Task statement
Once the records have been read, set every one down as it stands.

┏━━

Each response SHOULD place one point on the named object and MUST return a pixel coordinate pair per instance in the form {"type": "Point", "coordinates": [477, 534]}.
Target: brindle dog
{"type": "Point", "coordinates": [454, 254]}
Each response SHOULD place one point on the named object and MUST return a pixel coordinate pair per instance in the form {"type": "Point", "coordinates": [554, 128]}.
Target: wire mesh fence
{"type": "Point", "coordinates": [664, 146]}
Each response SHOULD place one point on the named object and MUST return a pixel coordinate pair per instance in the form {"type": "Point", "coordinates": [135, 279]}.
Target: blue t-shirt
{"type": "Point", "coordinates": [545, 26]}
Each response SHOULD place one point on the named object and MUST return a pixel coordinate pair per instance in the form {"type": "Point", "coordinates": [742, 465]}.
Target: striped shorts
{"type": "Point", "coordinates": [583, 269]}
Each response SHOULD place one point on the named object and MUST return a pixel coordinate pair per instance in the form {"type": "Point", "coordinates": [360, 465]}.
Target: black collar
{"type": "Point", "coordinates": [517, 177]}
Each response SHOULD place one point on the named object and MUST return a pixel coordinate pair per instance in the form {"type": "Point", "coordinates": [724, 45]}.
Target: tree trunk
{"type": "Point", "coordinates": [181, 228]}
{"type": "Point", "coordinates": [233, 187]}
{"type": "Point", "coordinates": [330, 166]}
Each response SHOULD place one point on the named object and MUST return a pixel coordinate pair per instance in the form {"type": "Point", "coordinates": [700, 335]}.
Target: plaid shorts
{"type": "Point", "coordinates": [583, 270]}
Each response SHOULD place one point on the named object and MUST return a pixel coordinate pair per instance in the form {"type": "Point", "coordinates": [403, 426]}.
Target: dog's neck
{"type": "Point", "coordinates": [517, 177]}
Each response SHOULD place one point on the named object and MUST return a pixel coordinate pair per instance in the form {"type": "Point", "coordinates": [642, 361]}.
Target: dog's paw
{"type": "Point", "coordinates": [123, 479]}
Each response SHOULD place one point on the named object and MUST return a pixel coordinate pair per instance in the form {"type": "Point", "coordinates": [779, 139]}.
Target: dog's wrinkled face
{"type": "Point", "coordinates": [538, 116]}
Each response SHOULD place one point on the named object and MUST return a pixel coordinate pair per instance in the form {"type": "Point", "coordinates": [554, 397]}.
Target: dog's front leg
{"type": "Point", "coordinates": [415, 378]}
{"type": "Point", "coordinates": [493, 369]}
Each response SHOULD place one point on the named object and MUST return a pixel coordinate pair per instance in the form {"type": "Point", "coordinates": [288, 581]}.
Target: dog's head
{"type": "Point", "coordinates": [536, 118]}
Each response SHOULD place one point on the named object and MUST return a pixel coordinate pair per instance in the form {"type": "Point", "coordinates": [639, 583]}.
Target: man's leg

┗━━

Solved problem
Each response SHOULD place one point on the named object and MUST return a pixel coordinate pair per instance in the form {"type": "Point", "coordinates": [477, 534]}.
Target: brindle dog
{"type": "Point", "coordinates": [454, 254]}
Each response SHOULD place one point on the named object and MUST return a pixel coordinate pair per instance in the form {"type": "Point", "coordinates": [554, 128]}.
Target: wire mesh fence
{"type": "Point", "coordinates": [664, 146]}
Each response SHOULD place one point on the named object and MUST return a pixel coordinate pair per instance in the form {"type": "Point", "coordinates": [135, 279]}.
Target: blue t-shirt
{"type": "Point", "coordinates": [545, 26]}
Each response SHOULD place one point on the named object and MUST return a pixel coordinate pair per instance in the form {"type": "Point", "coordinates": [742, 465]}.
Target: striped shorts
{"type": "Point", "coordinates": [583, 269]}
Each response SHOULD place one point on the named object and MUST return a pixel coordinate pair per instance in the form {"type": "Point", "coordinates": [360, 465]}.
Target: black collar
{"type": "Point", "coordinates": [517, 177]}
Each response SHOULD place one point on the named object and MUST return a pixel coordinate pair per instance in the form {"type": "Point", "coordinates": [724, 45]}.
Target: tree trunk
{"type": "Point", "coordinates": [181, 228]}
{"type": "Point", "coordinates": [233, 187]}
{"type": "Point", "coordinates": [330, 166]}
Each response SHOULD place one point on the named object and MUST return a pixel coordinate pair per instance in the form {"type": "Point", "coordinates": [700, 335]}.
Target: plaid shorts
{"type": "Point", "coordinates": [583, 270]}
Each response SHOULD place one point on the named object and MUST return a pixel coordinate pair per instance in the form {"type": "Point", "coordinates": [403, 426]}.
Target: dog's neck
{"type": "Point", "coordinates": [517, 177]}
Each response SHOULD place one point on the named object and MUST return a pixel coordinate pair per instance in the form {"type": "Point", "coordinates": [642, 361]}.
Target: dog's paw
{"type": "Point", "coordinates": [123, 479]}
Each response SHOULD place one point on the named object and MUST return a pixel coordinate pair per instance in the form {"type": "Point", "coordinates": [779, 139]}.
Target: dog's wrinkled face
{"type": "Point", "coordinates": [538, 116]}
Each response SHOULD place one point on the named object and MUST return a pixel coordinate pair per instance in the form {"type": "Point", "coordinates": [554, 397]}.
Target: dog's front leg
{"type": "Point", "coordinates": [415, 378]}
{"type": "Point", "coordinates": [493, 369]}
Each response SHOULD place one point on the named object and MUST return a pixel coordinate pair per instance in the form {"type": "Point", "coordinates": [288, 581]}.
Target: dog's head
{"type": "Point", "coordinates": [536, 118]}
Each response SHOULD place one point on the named object and MUST return a pixel coordinate pair per instance in the form {"type": "Point", "coordinates": [639, 583]}.
Target: man's leg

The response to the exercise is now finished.